## TAREFA A CUMPRIR
Reproduza na íntegra o texto de leitura sobre Kafka e Milena, sem alterar nada.

## TEXTO DE LEITURA

Mas, ao mesmo tempo, o envolvimento emocional com Milena também intensificou o conflito interno que Kafka carregava: o desejo de amor e de união versus o medo do compromisso, da exposição e da vida prática (Kafka temia não conseguir lidar com um relacionamento real, como ele próprio reconhecia nas cartas).
Milena também não saía ilesa desse relacionamento. Muitas vezes perdia o sono em voltas com a tradução da obra de Kafka, este que não dava muita importância a seus próprios escritos (ao menos assim percebia seu editor, Kurt Wolff) e não queria ele fosse o culpado pela deterioração da saúde de Milena. Kafka enxergava os sacrifícios que ela fazia:
Ela é um fogo vivo, como eu nunca vi; e, aliás, um fogo que, apesar de tudo, queima apenas por ele [Ernst Polak, seu primeiro marido]. Ao mesmo tempo, ela é extremamente terna, corajosa, inteligente, e sacrifica tudo — ou, se preferir, conquista tudo através do sacrifício.

## DADOS FORNECIDOS
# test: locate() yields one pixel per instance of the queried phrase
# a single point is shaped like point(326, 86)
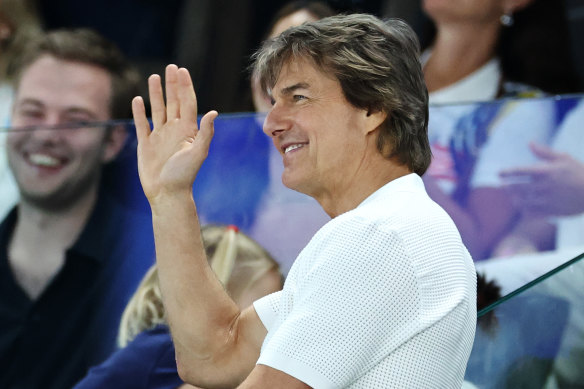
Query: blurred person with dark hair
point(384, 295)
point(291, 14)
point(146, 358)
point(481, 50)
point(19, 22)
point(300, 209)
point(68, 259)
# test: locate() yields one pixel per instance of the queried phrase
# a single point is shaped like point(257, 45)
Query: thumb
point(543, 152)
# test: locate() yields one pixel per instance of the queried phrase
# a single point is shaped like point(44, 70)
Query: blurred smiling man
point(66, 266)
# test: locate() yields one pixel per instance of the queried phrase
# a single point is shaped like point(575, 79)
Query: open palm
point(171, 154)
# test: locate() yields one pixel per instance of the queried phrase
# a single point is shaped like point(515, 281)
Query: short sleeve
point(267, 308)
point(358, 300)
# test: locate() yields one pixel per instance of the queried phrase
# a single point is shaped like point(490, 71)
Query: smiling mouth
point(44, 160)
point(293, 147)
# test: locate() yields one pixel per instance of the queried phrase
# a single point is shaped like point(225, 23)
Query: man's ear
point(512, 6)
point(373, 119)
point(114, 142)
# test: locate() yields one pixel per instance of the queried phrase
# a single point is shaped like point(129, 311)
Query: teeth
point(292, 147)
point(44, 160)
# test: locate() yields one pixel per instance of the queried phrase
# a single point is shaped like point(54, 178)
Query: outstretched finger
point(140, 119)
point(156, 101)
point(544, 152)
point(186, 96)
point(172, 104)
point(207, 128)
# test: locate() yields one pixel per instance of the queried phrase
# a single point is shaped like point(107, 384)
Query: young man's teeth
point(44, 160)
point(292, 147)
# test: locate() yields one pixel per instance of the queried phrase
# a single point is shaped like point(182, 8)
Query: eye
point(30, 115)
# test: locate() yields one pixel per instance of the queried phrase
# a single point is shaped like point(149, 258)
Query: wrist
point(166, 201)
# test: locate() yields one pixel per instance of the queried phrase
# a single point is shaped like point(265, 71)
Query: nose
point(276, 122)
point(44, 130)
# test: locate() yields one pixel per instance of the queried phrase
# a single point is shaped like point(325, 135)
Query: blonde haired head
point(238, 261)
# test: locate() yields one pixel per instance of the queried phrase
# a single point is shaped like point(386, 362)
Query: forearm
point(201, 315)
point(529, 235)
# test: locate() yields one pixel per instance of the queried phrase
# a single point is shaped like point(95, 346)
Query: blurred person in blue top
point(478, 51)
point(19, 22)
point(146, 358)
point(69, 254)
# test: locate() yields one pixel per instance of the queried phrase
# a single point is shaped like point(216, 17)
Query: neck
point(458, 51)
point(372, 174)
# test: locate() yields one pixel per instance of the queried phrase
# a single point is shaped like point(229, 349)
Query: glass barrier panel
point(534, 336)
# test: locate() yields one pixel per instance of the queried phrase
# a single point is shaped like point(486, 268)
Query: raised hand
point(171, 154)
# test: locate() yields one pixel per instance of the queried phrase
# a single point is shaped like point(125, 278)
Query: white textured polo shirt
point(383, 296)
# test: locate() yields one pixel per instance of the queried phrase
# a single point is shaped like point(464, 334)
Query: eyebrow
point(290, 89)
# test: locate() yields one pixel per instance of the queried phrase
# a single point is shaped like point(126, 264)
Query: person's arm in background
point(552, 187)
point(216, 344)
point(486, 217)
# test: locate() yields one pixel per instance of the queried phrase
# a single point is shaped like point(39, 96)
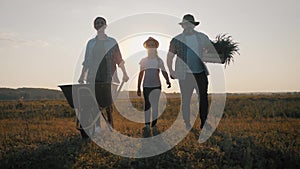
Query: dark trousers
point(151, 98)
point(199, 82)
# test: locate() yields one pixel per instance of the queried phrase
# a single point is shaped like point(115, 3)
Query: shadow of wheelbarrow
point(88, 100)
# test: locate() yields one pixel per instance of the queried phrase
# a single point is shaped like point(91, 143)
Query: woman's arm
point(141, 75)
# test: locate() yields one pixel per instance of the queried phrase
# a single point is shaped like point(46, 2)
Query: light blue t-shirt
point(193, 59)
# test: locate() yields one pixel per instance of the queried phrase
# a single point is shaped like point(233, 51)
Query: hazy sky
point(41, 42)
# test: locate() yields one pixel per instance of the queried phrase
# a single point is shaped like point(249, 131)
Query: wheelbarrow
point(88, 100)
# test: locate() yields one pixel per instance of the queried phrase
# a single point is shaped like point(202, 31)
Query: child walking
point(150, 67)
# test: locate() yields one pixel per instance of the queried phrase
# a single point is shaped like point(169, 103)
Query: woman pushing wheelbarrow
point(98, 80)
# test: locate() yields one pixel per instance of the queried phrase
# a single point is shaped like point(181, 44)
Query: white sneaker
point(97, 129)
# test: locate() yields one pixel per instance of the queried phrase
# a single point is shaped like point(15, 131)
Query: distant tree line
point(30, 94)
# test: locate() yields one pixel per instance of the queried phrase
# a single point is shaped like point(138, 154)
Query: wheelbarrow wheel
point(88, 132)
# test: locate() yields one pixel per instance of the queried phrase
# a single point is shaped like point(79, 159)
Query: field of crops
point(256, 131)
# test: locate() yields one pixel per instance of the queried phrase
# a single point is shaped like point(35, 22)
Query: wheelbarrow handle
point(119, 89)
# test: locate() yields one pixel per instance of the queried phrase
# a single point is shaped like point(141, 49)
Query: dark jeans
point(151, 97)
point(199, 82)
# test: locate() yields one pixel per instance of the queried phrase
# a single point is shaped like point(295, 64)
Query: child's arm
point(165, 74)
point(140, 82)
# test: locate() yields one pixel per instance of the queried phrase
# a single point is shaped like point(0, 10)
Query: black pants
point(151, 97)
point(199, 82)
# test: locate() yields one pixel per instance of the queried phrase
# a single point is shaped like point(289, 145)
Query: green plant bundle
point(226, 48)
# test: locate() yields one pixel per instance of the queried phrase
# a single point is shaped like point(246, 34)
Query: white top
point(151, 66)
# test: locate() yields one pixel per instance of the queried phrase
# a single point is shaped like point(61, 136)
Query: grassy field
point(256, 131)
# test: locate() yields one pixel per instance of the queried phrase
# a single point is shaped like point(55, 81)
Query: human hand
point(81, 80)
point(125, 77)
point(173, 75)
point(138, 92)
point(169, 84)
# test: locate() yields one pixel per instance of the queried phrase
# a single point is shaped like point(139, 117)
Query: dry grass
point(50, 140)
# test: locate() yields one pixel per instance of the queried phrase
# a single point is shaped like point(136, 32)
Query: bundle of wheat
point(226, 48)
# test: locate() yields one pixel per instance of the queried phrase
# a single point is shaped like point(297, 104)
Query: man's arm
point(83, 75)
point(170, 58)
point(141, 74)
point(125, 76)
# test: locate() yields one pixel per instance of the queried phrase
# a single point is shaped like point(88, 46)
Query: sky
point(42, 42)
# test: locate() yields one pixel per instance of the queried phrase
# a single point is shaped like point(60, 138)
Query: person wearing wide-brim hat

## SOLUÇÃO COMPLETA
Mas, ao mesmo tempo, o envolvimento emocional com Milena também intensificou o conflito interno que Kafka carregava: o desejo de amor e de união versus o medo do compromisso, da exposição e da vida prática (Kafka temia não conseguir lidar com um relacionamento real, como ele próprio reconhecia nas cartas).
Milena também não saía ilesa desse relacionamento. Muitas vezes perdia o sono em voltas com a tradução da obra de Kafka, este que não dava muita importância a seus próprios escritos (ao menos assim percebia seu editor, Kurt Wolff) e não queria ele fosse o culpado pela deterioração da saúde de Milena. Kafka enxergava os sacrifícios que ela fazia:
Ela é um fogo vivo, como eu nunca vi; e, aliás, um fogo que, apesar de tudo, queima apenas por ele [Ernst Polak, seu primeiro marido]. Ao mesmo tempo, ela é extremamente terna, corajosa, inteligente, e sacrifica tudo — ou, se preferir, conquista tudo através do sacrifício.